- Passage to read:
++++++

Unlike pictures of cats on the internet, however, there isn’t a ready supply of data for robots to learn from. Hence his lab’s focus on having machines explore the environment “for weeks, autonomously pushing things around, manipulating objects and then learning something about their world.”
Levine uses a variety of machine learning techniques to train robots, including CNNs but also, especially, reinforcement learning, where a route to a destination is planned by inferring from a current state to a goal state. The policy is then used by the robot at test time to carry out new instances of those tasks.
During the training phase, the play with objects is “unsupervised.” There is no hand-engineering by humans of the precise movements the robot should make to carry out a task. Nor is the goal even specified.
The neural network figures out what goal it should accomplish, and then figures out what policies, including angles of movement of its appendages, can lead to that goal.
‘Learning to Learn’
Training makes use of clusters of NVIDIA GPUs in an offsite facility. During test time, a single GPU is attached to each robot, which is used to run the policies that have been learned. In some more ambitious tests, such as learning a new policy from watching a video demonstration by a human, a more powerful NVIDIA DGX-1 is attached to each machine.
Says Levine, GPU compute power has brought two benefits to AI. By speeding up training, it “allows us to do science faster.” Second, during inference, the power of GPUs allows for real-time response, something that is “a really big deal for robots.”
“When the robot is actually in the physical world, if it’s doing something dynamic, such as flying at a closed door,” as in the case of a drone, “it needs to figure out the door’s closed before it hits it.”
The work of Levine and his staff with reinforcement learning has evolved to greater levels of sophistication. It’s one thing to teach a robot to perform a task at test time similar to what it learned in training. More ambitious is for the robot to learn new policies for problem solving at test time on tasks that are novel. The machine is “learning to learn,” says Levine.
The latter, called meta-learning, is an increasing focus of his lab. In a recent paper, “One-shot Hierarchical Imitation Learning of Compound Visuomotor Tasks,” a robot first watches a human demonstrate a simple, “primitive” task, such as dropping an object into a bowl. It develops a policy to imitate that action.
At test time, the robot is shown a “compound” task, such as dropping the object in the bowl and then moving the bowl along the table. The robot uses its prior experience with the simple tasks to compose a “sequence” of policies by which to perform actions in succession.
Levine’s robots were able to imitate the human’s demonstration of the compound task after seeing it demonstrated just one time, what’s known as “single-shot” learning.
What will humans learn about intelligence from all this? Some of what robots arrive at may be a rather alien form of intelligence. Robots developed to, say, work in a power plant, may build “some kind of internal representation of the world through learning that is kind of unique, that they are setting for the job they’ve been tasked with doing,” says Levine.
“It might be very different from our [representations],” he says, “and very different from how we might design them if we were to do it manually.”
Bot So Fast
Levine is very mindful of skeptics of AI such as NYU professor Gary Marcus, with whom he agrees that deep learning today doesn’t lead to higher reasoning.
“People transfer past knowledge from past experience, and most of what we call AI systems that are deployed today don’t do that, and they should.”
Development of higher reasoning may be a process over the lifetime of a robot, not a single neural network.

++++++

- Task goal:
Pick up the text on Levine's robot learning research after its last sentence and continue it. The lines play no part in what is asked here.

++++++

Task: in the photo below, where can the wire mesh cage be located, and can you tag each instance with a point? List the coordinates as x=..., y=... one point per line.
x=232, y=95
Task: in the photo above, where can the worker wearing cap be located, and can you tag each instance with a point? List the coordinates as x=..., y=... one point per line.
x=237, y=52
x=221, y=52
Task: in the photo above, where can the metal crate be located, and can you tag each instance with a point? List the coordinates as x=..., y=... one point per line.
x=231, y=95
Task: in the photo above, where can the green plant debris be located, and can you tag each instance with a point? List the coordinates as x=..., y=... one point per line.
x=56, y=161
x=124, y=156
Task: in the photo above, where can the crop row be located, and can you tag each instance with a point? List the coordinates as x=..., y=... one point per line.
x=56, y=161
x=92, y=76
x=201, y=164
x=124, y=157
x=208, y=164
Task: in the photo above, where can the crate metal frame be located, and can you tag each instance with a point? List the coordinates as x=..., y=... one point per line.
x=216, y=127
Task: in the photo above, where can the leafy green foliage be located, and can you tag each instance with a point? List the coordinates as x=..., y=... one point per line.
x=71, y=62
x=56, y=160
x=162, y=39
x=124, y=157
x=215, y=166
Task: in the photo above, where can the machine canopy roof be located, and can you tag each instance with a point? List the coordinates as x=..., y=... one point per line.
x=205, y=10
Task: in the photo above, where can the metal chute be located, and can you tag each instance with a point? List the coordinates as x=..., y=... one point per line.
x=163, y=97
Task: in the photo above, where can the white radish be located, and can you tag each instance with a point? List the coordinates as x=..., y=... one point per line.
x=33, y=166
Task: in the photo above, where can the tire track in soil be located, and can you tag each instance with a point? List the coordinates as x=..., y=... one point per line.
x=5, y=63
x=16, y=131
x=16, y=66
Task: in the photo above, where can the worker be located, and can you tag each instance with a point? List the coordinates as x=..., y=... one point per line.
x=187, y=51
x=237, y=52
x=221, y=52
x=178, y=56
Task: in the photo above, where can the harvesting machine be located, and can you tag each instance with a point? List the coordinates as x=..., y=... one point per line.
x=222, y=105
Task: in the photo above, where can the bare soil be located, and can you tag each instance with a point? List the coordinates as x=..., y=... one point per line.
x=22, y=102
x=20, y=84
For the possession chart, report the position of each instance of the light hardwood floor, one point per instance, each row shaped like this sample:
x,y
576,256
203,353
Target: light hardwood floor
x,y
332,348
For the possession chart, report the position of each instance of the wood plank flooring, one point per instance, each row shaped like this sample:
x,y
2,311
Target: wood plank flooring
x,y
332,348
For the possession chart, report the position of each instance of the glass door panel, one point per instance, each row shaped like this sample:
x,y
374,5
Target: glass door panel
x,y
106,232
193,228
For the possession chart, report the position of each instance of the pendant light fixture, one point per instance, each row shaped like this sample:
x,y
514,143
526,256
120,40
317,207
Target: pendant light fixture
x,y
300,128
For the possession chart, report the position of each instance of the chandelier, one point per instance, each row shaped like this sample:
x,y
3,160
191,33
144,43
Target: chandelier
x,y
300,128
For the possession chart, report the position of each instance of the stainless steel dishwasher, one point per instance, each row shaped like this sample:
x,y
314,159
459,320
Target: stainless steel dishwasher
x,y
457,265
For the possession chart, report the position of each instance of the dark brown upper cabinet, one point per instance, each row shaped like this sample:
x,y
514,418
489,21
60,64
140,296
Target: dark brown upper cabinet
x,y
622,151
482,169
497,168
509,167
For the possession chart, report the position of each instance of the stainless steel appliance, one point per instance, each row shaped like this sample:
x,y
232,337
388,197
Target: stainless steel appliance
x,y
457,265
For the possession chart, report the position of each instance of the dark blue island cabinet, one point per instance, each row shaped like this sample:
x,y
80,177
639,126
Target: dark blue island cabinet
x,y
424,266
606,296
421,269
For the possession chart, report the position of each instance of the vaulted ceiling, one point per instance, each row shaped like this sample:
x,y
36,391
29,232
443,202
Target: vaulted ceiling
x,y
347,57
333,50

++++++

- Answer below:
“I think it would be fantastic if, in the future, robots have a kind of a childhood, the same way that we do,” he says, one in which they make progress through various developmental stages.
“Except that with robots, the nice thing is that you can copy and paste their brain,” perhaps speeding that development.
In an eventual adulthood, muses Levine, robots’ mental development would continue.
“If you have a robot that has to perform some kind of task, maybe it has to do construction, for example, in its off-time, the robot doesn’t just sit there in the closet collecting dust, it actually practices things the same way a person would.”
Coming to a Real World Near You
There’s a tremendous amount of systems engineering that has to be coupled to deep learning to make robots viable. But Levine is confident that “over the span of the next five years or so, we’ll see that these things will actually make their way into the real world.”
“It may start with industrial robots, things like robots in warehouses, grocery stores and so on, but I think we’ll see more and more robots in our daily lives.”
For centuries, scientists have marveled at telescopic imagery, theorized about much of what they see and drawn conclusions from their observations.
More recently, astronomers and astrophysicists are using the computing performance of GPUs and AI to glean more from that imagery than ever.
A research team at the University of California, Santa Cruz, and Princeton University has been pushing these limits. Led by Brant Robertson, of UC Santa Cruz and NASA Hubble Fellow Evan Schneider, the team has been optimizing their use of NVIDIA GPUs and deep learning tools to accommodate larger calculations.
Their goal: expand their ability to do more accurate hydrodynamic simulations, and thereby gain a better understanding of how galaxies are formed.
The team started by simply moving their efforts from CPUs to GPUs. Doing so to measure matter passing in and out of the cell faces of a 3D grid mesh was akin to suddenly being able to solve many Rubik’s Cubes simultaneously.
With CUDA in the mix, the team could transfer an array of grids onto the GPU to do the necessary calculations, resulting in more detailed simulations.
Once they’d squeezed the most of that setup, the team’s ambitions shifted to a more powerful cluster of NVIDIA GPUs, namely the Titan supercomputer at the U.S. Department of Energy’s Oak Ridge National Laboratory. But to perform higher-resolution simulations, the team needed some powerful code to harness Titan’s 16,000-plus Tesla GPUs.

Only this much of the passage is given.